─── EXCERTO DO TEXTO

MILÍCIAS AFRICANAS NO NIASSA

Em Moçambique não há trégua, a guerra continua e estou livre para a luta. Volto para o Niassa, ao norte da colónia e contato os setores que me interessam. Vejo-me finalmente de arma na mão, com mais 39 milícias africanos na defesa de Cóbue, um aldeamento às margens do Lago Niassa. Para lá não há estradas, a pista de pouso foi destruída pelas águas e o único meio de transporte são os barcos da Marinha Portuguesa.

É zona 100%, como chamam os lugares onde os terroristas pululam, sou o único branco num raio de centenas de quilómetros.

Como o consegui? Simplesmente aproveitando a balbúrdia que reinava em todos os setores administrativos e militares, depois da revolução.

O lugar era protegido a ferro e fogo por uma companhia de Fuzileiros Especiais, mas que seria retirada, pois estavam, ao contrário dos guerrilheiros, deixando de lutar em todas as frentes, abandonando a população indefesa à mercê dos assassinos da Frelimo, desejosos de vingança e poder. O quartel, antiga missão de propriedade da Consolata, ficaria vazio. Ofereci-me para ocupá-lo para evitar que fosse depredado pêlos nativos, até que voltasse a ser usado como Missão novamente.

──────
─── MATERIAL EXTRAÍDO

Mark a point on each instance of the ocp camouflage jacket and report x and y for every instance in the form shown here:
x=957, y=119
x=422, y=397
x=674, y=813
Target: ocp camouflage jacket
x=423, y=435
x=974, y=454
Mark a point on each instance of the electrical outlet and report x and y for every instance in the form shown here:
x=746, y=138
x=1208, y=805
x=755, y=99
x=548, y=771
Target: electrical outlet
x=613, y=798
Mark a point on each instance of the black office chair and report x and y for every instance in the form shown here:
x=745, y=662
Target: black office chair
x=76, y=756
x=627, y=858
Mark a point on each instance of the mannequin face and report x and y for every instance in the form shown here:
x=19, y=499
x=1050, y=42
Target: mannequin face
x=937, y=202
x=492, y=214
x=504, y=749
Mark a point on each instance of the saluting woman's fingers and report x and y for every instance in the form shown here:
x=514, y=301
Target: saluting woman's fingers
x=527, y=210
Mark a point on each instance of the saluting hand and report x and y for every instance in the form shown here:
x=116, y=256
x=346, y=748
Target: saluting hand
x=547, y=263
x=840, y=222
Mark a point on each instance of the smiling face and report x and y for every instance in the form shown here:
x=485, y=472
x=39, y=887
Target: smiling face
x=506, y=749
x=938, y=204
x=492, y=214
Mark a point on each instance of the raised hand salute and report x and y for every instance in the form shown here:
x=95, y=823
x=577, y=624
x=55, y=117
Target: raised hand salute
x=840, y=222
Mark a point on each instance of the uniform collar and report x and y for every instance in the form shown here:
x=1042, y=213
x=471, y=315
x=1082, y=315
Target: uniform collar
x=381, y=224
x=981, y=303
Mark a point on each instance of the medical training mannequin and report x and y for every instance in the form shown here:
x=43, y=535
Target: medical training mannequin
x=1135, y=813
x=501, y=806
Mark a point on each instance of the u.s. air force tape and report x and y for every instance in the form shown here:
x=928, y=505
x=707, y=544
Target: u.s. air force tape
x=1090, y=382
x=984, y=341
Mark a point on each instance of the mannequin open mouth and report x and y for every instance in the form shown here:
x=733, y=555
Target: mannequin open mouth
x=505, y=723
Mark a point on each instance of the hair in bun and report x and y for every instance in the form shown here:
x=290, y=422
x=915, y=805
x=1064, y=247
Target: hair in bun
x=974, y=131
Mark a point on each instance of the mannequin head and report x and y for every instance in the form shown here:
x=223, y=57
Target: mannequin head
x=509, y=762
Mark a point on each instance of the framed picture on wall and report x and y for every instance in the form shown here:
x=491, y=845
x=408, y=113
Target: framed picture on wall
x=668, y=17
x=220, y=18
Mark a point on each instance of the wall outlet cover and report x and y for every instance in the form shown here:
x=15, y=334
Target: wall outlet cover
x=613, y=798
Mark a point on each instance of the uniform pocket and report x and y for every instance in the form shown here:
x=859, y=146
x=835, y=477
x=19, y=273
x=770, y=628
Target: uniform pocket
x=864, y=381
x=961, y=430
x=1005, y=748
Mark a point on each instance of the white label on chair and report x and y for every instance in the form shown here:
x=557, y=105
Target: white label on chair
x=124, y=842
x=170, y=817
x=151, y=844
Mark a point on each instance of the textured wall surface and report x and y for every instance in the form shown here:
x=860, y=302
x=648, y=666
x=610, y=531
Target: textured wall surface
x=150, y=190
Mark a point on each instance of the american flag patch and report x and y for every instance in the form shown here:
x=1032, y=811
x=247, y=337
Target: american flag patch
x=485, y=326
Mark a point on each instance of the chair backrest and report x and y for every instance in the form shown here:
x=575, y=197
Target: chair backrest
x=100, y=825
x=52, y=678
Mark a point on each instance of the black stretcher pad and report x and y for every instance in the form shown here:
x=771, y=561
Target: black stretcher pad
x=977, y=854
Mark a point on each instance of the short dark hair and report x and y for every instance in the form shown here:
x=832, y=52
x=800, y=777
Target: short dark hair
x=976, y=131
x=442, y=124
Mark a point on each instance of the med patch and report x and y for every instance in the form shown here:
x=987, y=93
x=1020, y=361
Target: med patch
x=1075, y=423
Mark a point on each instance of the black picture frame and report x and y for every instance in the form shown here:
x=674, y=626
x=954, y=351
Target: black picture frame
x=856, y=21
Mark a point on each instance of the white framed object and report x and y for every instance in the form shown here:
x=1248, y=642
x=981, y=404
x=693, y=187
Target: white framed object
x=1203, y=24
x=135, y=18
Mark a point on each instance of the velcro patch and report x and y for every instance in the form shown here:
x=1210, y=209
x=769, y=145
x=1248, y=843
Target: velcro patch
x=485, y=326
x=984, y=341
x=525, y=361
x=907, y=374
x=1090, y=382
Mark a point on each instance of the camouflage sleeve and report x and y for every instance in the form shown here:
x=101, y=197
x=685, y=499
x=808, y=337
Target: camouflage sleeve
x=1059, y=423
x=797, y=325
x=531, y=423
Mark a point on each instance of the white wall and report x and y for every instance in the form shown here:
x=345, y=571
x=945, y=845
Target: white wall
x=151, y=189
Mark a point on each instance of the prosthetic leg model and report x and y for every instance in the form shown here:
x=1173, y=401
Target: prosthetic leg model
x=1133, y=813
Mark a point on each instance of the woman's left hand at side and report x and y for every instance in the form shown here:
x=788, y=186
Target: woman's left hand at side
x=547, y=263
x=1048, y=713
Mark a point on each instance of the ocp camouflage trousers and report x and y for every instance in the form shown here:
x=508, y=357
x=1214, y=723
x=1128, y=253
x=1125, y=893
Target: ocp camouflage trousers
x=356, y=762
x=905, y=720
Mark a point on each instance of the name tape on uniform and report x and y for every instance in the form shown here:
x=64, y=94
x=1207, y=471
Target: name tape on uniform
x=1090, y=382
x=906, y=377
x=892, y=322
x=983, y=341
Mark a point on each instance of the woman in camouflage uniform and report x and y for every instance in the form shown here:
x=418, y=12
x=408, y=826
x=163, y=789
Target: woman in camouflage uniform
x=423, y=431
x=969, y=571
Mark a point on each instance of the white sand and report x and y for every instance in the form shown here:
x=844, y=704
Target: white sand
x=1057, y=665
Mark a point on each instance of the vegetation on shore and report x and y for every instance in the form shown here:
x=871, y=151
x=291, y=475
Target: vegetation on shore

──────

--- O QUE FAZER ---
Por favor, indique se as afirmações (a) Cóbue fica nas margens do Lago Niassa, (b) há estradas até Cóbue e (c) a companhia de Fuzileiros Especiais ia ficar no lugar concordam com o texto sobre as milícias no Niassa. Responda a cada uma com sim ou não e cite as palavras do texto que decidem a resposta.

--- RESULTADO DA TAREFA ---
(a) Sim: "Cóbue, um aldeamento às margens do Lago Niassa".
(b) Não: "Para lá não há estradas".
(c) Não: "mas que seria retirada".